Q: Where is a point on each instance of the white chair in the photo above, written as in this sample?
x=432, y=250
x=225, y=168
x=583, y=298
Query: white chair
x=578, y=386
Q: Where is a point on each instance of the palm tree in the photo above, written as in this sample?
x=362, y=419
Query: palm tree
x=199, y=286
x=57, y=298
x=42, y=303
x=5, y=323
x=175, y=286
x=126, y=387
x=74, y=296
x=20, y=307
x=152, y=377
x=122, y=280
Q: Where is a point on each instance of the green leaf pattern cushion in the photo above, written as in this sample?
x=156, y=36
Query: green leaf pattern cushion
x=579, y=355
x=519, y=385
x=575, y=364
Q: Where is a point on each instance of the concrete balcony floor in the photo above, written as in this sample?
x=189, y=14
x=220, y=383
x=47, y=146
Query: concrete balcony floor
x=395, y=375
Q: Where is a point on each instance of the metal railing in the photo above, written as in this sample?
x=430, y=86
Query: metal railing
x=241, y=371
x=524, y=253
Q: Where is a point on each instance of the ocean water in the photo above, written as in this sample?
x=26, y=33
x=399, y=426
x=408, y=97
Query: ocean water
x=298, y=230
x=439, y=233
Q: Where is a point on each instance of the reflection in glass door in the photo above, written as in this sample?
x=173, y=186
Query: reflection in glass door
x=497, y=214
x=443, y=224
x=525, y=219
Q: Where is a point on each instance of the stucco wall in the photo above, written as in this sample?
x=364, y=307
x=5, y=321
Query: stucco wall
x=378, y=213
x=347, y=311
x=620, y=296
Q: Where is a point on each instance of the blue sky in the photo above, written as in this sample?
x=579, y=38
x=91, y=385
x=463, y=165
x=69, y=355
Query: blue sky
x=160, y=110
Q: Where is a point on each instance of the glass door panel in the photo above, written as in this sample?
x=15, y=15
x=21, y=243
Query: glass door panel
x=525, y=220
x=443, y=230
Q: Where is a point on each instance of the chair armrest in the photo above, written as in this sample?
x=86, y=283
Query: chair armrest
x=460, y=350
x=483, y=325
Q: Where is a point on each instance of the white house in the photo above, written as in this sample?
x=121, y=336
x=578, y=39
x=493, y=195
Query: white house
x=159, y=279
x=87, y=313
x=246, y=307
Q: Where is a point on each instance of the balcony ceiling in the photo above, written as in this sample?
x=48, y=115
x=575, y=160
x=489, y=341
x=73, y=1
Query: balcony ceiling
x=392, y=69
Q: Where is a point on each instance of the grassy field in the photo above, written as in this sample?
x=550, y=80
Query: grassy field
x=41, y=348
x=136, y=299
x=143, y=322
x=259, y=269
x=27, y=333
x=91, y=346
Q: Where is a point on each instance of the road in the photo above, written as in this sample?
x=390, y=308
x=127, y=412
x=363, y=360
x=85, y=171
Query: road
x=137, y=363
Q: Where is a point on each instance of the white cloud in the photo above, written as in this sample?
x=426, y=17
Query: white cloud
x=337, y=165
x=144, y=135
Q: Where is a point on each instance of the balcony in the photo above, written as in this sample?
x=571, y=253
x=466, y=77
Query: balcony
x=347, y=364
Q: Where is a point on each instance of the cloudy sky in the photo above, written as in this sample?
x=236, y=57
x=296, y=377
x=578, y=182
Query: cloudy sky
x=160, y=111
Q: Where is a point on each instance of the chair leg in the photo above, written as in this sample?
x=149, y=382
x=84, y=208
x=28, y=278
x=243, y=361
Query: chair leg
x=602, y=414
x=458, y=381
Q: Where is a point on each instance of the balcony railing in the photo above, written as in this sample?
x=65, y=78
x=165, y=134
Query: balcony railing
- - - - -
Print the records above exactly. Omit nothing.

Q: Where is a point on each instance of the white chair in the photo above, written as in this sample?
x=432, y=250
x=225, y=168
x=583, y=298
Query: white chair
x=578, y=386
Q: Where is a point on each instance of the palm tree in the photo above, written as in this sample?
x=362, y=419
Query: palm tree
x=199, y=286
x=57, y=298
x=42, y=303
x=5, y=323
x=175, y=286
x=126, y=387
x=74, y=296
x=20, y=307
x=152, y=377
x=122, y=280
Q: Where is a point on each instance of the green leaf pattern cushion in the photo above, written as in this sample?
x=156, y=36
Query: green leaf pattern cushion
x=579, y=355
x=519, y=385
x=575, y=364
Q: Where is a point on each instance of the concrete balcony floor in the photo above, written as in this sample?
x=189, y=14
x=220, y=383
x=47, y=146
Query: concrete balcony floor
x=395, y=375
Q: Where is a point on each instance of the metal railing in the photo above, written as in this sample?
x=430, y=86
Query: metal railing
x=241, y=371
x=524, y=253
Q: Where is a point on each instance of the ocean water in the photo above, written as in this sample?
x=26, y=33
x=399, y=426
x=408, y=97
Query: ocean water
x=298, y=230
x=439, y=233
Q: Where is a point on each instance of the reflection in glass door in the photo above, written as in this sample?
x=173, y=186
Query: reflection in glass door
x=497, y=214
x=443, y=224
x=525, y=219
Q: Where is a point on each instance of the stucco wall in the photo above, written as in this sample?
x=364, y=307
x=5, y=321
Query: stucco wall
x=378, y=213
x=347, y=311
x=620, y=296
Q: Where is a point on each instance of the blue sky in the photo above, written as in this sample?
x=579, y=38
x=91, y=385
x=463, y=165
x=69, y=355
Query: blue sky
x=160, y=110
Q: Where is a point on each instance of the glass door panel in the photo above, written as in this sample?
x=15, y=15
x=21, y=243
Query: glass door panel
x=525, y=220
x=443, y=230
Q: Where is a point on each instance of the chair armrest in the photo above, written as in this sample?
x=86, y=283
Query: chair armrest
x=460, y=350
x=483, y=325
Q: Where is a point on each instance of the white house in the photo above, written as in this sample?
x=121, y=336
x=578, y=39
x=493, y=195
Query: white house
x=159, y=279
x=87, y=313
x=246, y=307
Q: Where is a point on each instance of the balcony ceiling in the photo above, written as in this sample?
x=48, y=115
x=575, y=160
x=489, y=341
x=73, y=1
Query: balcony ceiling
x=392, y=69
Q: Where is a point on each instance of the grassy field in the photo above, written as in this sample?
x=550, y=80
Query: grassy field
x=41, y=348
x=136, y=299
x=143, y=322
x=259, y=269
x=27, y=333
x=91, y=346
Q: Where is a point on each instance of the road in the photo above, written as in this sample?
x=390, y=308
x=127, y=412
x=363, y=360
x=85, y=171
Query: road
x=137, y=363
Q: Where is a point on each instance of the white cloud in the photo above, written as in this sample?
x=426, y=17
Query: white cloud
x=337, y=165
x=144, y=135
Q: Where is a point on each instance of the balcony in the photo above, written as in this sample?
x=571, y=253
x=466, y=77
Query: balcony
x=347, y=364
Q: Where is a point on each instance of the cloudy sky in the photo above, written as in this sample?
x=236, y=57
x=296, y=377
x=578, y=182
Query: cloudy sky
x=160, y=111
Q: Where is a point on each instance of the chair leg in the photo above, written as in this sample?
x=149, y=382
x=84, y=208
x=28, y=278
x=243, y=361
Query: chair leg
x=602, y=414
x=458, y=381
Q: Where is a point on each instance of the balcony railing in the photo above, written as in this sample?
x=65, y=78
x=165, y=134
Query: balcony railing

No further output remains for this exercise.